# BRANO DI PARTENZA
********************

Ma adesso, come al solito, partendo dal contesto globale, focalizziamo la nostra attenzione sulla situazione sarda: stesso identico copione (giusto un po' più farsesco, ça va sans dire).
Ecco quindi la scena isolana: il palcoscenico è conteso da un manipolo di personaggi che con la loro compagnia di giro ci raccontano di mondi più o meno idilliaci, antichi splendori da riportare in auge e presunte età dell'oro (della serie "candu acapiànt is canis a sartitzu"), futuri radiosi in cui tutti vivremo in pace e prosperità, di soluzioni facili facili che il candidato di turno ci rivelerà con fare ieratico, sorrisi e sguardo accattivante. La politica dell'uovo di Colombo… solo che ci manca l'uovo. 
Se lo storytelling viene utilizzato nel marketing non ho nulla da dire, è una tecnica lecita: hai un prodotto da vendere e lo pubblicizzi nel modo più efficace; nessun problema, tutto eticamente corretto. Solo che la politica non è una merce o almeno non dovrebbe esserlo ed è per questo che non posso accettare che il cittadino elettore venga trasformato in consumatore del prodotto politico.

In un quadro così desolante allora che si fa? O si desiste o si resiste. Resistenza attiva, ovviamente.

********************

(Voci con i contorni di regioni nominate)
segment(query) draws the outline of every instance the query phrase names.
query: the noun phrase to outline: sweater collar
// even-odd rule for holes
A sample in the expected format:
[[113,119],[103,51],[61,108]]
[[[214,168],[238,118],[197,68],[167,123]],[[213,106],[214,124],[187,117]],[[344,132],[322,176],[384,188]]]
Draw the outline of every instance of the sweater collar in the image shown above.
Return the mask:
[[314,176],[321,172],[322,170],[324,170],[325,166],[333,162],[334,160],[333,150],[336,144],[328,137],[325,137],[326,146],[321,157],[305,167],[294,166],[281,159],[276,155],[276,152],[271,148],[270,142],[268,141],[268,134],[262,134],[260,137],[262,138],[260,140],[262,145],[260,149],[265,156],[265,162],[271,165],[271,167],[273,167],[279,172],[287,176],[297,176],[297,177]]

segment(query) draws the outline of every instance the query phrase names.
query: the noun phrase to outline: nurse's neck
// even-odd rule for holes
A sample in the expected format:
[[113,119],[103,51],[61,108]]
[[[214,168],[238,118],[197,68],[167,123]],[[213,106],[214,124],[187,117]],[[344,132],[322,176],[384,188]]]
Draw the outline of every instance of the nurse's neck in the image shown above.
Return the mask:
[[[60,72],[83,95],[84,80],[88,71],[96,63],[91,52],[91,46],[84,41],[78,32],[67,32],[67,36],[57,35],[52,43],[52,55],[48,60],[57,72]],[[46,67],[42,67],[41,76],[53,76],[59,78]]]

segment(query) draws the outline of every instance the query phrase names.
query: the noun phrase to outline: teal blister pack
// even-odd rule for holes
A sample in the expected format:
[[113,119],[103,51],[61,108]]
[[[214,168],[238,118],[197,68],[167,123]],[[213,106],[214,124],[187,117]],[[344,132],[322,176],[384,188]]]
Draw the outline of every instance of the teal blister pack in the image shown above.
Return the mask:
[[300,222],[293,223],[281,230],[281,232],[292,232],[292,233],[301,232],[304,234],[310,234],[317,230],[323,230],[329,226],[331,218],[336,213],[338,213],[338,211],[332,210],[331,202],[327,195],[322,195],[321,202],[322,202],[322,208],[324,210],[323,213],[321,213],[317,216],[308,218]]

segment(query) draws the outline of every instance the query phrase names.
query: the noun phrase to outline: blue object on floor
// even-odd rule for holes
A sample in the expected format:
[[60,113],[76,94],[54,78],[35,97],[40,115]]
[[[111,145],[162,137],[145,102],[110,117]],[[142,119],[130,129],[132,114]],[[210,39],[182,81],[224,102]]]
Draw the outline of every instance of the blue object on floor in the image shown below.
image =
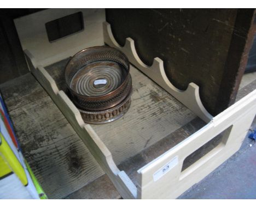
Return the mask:
[[253,133],[249,134],[248,137],[250,139],[256,140],[256,131],[253,131]]

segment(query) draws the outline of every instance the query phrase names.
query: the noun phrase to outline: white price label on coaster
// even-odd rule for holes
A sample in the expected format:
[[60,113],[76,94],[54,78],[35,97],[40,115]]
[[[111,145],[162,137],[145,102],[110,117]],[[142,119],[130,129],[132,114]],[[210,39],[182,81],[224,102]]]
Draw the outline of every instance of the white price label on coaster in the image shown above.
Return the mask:
[[171,170],[178,164],[178,156],[173,157],[172,160],[168,162],[166,165],[161,167],[153,174],[154,181],[162,178],[165,174]]

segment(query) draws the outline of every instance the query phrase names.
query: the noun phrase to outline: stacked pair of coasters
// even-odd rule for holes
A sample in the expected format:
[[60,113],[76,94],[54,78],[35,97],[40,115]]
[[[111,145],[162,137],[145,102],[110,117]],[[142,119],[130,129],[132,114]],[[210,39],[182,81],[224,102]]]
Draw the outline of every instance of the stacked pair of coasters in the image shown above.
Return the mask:
[[111,47],[88,48],[71,58],[66,67],[66,82],[85,122],[112,121],[127,111],[132,93],[129,71],[126,56]]

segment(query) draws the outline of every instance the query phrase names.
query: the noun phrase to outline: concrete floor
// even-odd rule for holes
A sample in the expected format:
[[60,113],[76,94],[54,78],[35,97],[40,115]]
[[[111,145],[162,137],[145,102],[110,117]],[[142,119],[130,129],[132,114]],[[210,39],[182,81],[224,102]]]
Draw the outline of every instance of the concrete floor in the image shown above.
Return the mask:
[[256,199],[256,144],[249,133],[239,151],[178,199]]

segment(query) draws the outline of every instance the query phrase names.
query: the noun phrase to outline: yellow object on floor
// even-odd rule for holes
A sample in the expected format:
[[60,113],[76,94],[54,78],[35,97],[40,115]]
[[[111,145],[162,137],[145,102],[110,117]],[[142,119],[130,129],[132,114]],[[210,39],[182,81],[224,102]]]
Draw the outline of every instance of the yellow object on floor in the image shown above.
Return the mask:
[[[14,172],[19,177],[21,182],[24,186],[27,185],[27,179],[26,175],[26,173],[20,162],[16,157],[15,155],[9,146],[8,143],[6,142],[4,137],[0,133],[0,155],[3,159],[3,162],[8,163],[13,172]],[[6,162],[5,162],[6,161]],[[2,169],[2,166],[1,166]],[[6,167],[4,168],[5,170],[3,169],[3,173],[4,172],[7,172]],[[1,173],[1,172],[0,172]]]

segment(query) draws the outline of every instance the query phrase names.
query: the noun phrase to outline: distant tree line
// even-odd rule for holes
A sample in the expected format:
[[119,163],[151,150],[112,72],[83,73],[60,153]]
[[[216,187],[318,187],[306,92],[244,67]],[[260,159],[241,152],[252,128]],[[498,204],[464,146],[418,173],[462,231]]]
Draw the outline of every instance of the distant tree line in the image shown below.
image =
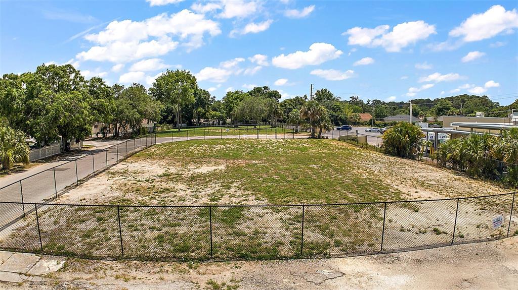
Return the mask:
[[[33,138],[38,145],[62,139],[83,140],[94,124],[102,133],[140,132],[142,121],[188,125],[266,122],[288,123],[296,130],[310,128],[318,137],[333,125],[356,124],[360,113],[376,120],[408,114],[407,103],[379,100],[364,102],[357,96],[341,100],[329,90],[281,101],[281,94],[267,86],[245,92],[227,92],[215,100],[200,88],[186,70],[167,70],[149,89],[139,84],[110,86],[101,78],[85,79],[70,65],[42,65],[35,72],[7,74],[0,79],[0,122]],[[412,115],[425,119],[443,115],[473,115],[518,109],[518,101],[501,106],[487,97],[461,95],[431,100],[412,100]],[[500,112],[492,116],[505,116]],[[103,131],[103,130],[104,130]]]

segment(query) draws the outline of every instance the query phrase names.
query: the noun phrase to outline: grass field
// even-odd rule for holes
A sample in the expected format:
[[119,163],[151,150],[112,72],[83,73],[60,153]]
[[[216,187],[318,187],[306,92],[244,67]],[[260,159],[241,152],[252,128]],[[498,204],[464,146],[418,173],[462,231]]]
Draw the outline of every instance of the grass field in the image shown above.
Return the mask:
[[177,129],[169,129],[160,131],[156,132],[156,137],[170,137],[171,138],[179,137],[195,137],[204,136],[238,136],[238,135],[254,135],[278,134],[279,137],[286,135],[292,135],[293,130],[288,128],[271,127],[270,125],[258,125],[237,126],[214,126],[199,128],[182,128],[179,131]]
[[[143,150],[57,200],[113,206],[45,205],[38,222],[44,250],[53,253],[120,257],[122,240],[124,256],[137,259],[203,260],[211,252],[223,260],[321,256],[379,251],[383,204],[232,205],[412,201],[505,191],[337,140],[193,140]],[[498,214],[508,216],[510,197],[462,202],[456,238],[503,234],[487,222]],[[198,206],[148,206],[171,205]],[[384,248],[449,243],[456,205],[451,200],[389,204]],[[28,215],[8,243],[37,249],[36,221]]]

********************

# CONSEGNA A
Raccogli tutte le righe delle voci in cui compare la stringa "neck".
# CONSEGNA B
Scrivi il seguito del brano sulla politica sarda e sullo storytelling, a partire dalla sua ultima frase.

# SVOLGIMENTO A
query: the noun phrase to outline: nurse's neck
Draw the outline of every instance of the nurse's neck in the image shown above.

# SVOLGIMENTO B
Per questo io e i compagni di Manca Democràtica, da sempre avversi a leader carismatici, caudillos autoritari e vuoti ideologici, abbiamo accolto con estremo favore la nascita del Fronte Unidu Indipendentista (o come decideremo di chiamarlo): un luogo in cui non si raccontano storie, ma si fa politica, si cercano soluzioni, si analizza la realtà e si cerca di cambiarla a favore dei più, dove vince la forza delle idee, non del nome di grido, dove i programmi vengono prima dei candidati, dove, come avveniva nei veri partiti socialisti, sono le idee a guidare le azioni, non i nomi, dove la democrazia è agita, non solo evocata.
Non vi offriremo nessun happening fighetto, nessuna convention con i lustrini, ma proposte concrete per cambiare il nostro Paese, Proposte che sarete liberi di condividere o meno.
Anche questa è resistenza: la politica delle idee contro l'arte di raccontar storielle.